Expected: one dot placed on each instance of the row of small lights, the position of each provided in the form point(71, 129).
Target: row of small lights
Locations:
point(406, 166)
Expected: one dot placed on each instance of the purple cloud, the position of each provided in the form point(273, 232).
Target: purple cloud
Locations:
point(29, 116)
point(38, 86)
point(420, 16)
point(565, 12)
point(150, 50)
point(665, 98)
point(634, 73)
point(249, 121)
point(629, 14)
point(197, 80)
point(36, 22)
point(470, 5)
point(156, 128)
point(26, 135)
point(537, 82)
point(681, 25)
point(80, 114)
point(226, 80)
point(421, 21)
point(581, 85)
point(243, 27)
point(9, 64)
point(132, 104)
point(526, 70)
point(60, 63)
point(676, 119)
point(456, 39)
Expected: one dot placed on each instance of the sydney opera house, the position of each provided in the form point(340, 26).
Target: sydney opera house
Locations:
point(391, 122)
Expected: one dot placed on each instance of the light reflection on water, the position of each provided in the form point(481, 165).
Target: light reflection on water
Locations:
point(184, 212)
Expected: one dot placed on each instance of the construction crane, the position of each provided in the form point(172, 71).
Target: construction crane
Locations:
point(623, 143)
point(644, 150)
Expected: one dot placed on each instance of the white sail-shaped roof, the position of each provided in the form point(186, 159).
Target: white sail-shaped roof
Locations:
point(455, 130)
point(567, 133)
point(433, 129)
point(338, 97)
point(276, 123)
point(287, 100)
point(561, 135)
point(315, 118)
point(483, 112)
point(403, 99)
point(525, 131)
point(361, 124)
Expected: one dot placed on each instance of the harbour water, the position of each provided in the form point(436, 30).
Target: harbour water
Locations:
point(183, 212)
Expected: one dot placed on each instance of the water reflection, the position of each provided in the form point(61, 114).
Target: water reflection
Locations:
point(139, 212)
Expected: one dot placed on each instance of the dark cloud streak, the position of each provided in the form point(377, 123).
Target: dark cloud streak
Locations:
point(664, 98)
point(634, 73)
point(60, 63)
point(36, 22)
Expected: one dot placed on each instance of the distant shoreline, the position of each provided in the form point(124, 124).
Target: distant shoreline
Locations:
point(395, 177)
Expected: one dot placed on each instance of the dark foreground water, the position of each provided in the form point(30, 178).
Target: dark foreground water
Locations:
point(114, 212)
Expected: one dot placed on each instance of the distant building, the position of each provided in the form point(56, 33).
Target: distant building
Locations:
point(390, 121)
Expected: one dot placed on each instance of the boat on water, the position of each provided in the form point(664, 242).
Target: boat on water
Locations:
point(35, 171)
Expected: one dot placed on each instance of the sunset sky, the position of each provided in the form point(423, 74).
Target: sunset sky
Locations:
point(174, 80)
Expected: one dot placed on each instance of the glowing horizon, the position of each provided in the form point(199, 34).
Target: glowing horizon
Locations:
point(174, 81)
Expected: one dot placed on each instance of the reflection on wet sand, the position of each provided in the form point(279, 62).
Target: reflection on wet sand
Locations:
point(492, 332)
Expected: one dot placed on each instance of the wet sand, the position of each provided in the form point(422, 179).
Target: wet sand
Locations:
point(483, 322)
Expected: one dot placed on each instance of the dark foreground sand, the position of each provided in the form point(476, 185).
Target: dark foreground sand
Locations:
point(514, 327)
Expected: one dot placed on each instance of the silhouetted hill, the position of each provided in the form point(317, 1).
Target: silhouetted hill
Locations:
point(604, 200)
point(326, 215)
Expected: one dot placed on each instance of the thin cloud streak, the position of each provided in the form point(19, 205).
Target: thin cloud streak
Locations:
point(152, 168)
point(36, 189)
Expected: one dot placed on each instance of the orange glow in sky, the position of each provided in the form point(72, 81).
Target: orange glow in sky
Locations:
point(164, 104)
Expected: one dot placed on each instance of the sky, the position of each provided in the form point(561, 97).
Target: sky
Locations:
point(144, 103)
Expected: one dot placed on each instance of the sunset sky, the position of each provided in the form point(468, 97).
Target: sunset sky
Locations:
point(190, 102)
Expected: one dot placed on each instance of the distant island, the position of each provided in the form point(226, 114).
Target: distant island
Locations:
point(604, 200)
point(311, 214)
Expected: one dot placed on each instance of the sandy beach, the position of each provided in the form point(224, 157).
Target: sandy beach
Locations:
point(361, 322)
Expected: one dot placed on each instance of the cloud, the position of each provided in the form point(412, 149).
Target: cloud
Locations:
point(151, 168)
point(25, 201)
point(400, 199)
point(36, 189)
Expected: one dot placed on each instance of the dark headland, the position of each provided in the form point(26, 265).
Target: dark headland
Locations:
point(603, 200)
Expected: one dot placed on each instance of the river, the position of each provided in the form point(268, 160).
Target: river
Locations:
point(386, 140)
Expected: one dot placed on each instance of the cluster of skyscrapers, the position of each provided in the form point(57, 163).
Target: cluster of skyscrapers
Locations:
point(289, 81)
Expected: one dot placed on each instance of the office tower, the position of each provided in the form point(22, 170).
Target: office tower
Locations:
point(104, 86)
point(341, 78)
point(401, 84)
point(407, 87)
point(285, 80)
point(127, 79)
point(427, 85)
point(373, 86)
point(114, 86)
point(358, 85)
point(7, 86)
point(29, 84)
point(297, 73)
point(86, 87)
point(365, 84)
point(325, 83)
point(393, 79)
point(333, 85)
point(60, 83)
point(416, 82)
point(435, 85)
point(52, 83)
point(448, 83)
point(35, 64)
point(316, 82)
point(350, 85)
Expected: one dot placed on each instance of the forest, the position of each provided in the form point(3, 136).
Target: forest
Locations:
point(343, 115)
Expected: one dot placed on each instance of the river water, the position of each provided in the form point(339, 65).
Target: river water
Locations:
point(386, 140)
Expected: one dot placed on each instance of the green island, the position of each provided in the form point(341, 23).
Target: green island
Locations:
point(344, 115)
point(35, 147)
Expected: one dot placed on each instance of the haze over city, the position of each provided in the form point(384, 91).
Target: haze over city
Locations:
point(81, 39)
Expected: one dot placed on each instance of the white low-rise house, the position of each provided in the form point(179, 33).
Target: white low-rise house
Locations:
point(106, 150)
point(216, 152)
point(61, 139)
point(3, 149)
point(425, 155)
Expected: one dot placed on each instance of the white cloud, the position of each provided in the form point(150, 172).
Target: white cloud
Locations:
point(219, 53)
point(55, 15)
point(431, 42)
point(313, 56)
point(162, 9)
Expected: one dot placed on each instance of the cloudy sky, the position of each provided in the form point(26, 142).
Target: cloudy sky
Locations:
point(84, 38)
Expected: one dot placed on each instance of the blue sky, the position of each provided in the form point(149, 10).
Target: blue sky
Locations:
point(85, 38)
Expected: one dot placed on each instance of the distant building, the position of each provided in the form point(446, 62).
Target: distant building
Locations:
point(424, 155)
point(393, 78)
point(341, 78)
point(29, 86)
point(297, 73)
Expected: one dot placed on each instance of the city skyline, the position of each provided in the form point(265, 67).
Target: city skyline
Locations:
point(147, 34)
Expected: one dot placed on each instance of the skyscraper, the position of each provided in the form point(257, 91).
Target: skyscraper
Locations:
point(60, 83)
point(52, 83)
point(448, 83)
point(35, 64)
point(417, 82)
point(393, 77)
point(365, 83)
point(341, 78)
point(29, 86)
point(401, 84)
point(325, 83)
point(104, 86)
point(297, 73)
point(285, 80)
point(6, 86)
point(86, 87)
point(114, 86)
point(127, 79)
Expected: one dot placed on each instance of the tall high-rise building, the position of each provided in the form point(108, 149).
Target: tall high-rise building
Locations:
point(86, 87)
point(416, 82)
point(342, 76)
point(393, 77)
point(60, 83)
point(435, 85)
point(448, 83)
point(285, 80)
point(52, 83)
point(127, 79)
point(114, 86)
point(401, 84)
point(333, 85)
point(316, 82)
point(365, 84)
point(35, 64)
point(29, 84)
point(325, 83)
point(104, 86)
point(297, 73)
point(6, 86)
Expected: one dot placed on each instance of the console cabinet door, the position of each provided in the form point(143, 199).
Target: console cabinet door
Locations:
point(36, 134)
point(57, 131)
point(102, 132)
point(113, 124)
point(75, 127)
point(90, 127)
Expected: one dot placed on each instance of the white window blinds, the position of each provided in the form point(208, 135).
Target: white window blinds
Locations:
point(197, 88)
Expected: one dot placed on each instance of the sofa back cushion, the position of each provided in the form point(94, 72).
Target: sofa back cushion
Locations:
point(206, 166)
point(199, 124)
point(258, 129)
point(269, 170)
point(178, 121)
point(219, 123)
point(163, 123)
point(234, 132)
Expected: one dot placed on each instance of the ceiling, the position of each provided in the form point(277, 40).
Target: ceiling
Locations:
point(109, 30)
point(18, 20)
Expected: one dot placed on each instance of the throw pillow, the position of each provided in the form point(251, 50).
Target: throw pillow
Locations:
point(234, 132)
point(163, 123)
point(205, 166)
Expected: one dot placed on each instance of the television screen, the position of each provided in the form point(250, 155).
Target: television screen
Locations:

....

_Task item_.
Every line above that holds "forest" should be tallied; answer with the total alone.

_Answer to the exercise_.
2